Records:
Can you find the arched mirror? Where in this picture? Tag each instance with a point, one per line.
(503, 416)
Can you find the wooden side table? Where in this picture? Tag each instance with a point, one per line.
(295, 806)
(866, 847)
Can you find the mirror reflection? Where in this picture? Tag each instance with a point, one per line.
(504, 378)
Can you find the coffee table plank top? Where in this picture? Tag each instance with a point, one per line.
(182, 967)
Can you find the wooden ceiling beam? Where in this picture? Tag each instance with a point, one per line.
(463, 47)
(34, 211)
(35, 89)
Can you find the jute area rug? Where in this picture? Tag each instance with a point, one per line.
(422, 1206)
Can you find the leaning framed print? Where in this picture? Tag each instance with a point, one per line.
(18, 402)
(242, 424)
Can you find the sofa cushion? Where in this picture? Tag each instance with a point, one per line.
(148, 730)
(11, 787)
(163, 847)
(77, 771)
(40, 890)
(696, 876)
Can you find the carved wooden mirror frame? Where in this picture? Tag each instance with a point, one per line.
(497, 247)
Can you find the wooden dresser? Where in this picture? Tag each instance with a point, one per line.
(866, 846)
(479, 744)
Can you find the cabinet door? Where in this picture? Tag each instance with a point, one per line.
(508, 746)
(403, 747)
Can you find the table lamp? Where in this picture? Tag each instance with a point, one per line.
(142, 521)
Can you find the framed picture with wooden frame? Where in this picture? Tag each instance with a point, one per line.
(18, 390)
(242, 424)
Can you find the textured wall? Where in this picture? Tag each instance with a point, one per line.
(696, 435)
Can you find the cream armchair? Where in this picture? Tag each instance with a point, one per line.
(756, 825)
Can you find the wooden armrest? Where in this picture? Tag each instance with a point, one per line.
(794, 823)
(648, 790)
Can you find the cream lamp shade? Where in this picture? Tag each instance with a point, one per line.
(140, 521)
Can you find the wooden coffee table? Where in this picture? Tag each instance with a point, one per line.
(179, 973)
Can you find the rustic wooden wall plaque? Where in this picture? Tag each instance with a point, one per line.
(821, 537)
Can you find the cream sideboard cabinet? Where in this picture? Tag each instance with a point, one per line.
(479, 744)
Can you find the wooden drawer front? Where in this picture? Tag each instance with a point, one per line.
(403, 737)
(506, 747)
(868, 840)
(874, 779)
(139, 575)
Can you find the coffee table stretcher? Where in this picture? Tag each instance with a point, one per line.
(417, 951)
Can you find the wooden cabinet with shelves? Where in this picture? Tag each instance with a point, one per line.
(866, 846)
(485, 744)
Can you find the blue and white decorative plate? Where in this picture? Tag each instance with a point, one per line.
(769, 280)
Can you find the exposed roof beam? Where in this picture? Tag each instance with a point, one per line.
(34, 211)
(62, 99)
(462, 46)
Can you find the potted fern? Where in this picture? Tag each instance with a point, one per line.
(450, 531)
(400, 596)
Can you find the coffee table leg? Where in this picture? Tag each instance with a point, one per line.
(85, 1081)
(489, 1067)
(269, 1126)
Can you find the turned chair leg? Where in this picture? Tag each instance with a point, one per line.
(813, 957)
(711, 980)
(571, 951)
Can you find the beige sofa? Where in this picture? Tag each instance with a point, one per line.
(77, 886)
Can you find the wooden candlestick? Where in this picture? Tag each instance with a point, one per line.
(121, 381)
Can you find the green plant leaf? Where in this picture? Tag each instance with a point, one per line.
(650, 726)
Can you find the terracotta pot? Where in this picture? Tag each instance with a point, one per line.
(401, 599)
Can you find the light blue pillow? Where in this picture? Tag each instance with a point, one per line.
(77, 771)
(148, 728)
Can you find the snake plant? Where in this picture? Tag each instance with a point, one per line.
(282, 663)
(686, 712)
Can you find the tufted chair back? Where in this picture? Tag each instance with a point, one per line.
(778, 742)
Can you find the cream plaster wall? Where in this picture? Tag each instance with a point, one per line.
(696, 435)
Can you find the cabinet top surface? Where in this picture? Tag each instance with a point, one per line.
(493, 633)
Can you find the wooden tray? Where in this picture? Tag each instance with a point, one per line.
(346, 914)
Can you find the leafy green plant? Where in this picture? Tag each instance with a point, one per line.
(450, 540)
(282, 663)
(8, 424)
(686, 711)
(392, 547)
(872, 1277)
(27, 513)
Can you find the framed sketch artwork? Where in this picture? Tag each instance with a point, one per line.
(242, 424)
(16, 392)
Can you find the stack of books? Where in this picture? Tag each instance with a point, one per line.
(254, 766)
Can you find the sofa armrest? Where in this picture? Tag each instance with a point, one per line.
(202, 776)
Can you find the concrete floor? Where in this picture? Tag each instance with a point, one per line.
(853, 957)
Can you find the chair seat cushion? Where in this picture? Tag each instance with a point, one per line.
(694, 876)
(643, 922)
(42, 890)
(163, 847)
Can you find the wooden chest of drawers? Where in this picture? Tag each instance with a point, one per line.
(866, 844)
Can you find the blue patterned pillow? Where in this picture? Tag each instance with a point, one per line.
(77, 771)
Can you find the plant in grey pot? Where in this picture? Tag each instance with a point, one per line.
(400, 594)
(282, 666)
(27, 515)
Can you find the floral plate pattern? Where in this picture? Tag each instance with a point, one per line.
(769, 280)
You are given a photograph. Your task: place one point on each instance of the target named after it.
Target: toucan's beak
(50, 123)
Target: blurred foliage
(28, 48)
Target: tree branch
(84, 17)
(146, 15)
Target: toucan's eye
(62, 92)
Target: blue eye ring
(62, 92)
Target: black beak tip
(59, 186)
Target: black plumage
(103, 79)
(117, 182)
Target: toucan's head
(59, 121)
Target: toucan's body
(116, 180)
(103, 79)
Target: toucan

#### [Prompt]
Can you give the records as a numbered list, beginning at the line that contains "Can you find the plant" and ending with the last line of the records, with both ends included and blank lines left out?

#### [Written answer]
1. Can you find the plant in grey pot? Where in this picture? Tag each instance with a point, one per line.
2. (400, 594)
3. (282, 666)
4. (27, 515)
5. Can you find the floral plate pattern? Where in this picture? Tag each instance with a point, one per line.
6. (769, 280)
7. You are given a photograph. Your task: place one point on each instance of the target named after it.
8. Target: toucan's beak
9. (50, 123)
10. Target: blurred foliage
11. (28, 48)
12. Target: tree branch
13. (84, 17)
14. (146, 15)
15. Target: toucan's eye
16. (62, 92)
17. Target: blue eye ring
18. (62, 92)
19. Target: black beak tip
20. (59, 186)
21. Target: black plumage
22. (103, 79)
23. (117, 182)
24. Target: toucan's head
25. (59, 121)
26. Target: toucan's body
27. (116, 180)
28. (103, 79)
29. Target: toucan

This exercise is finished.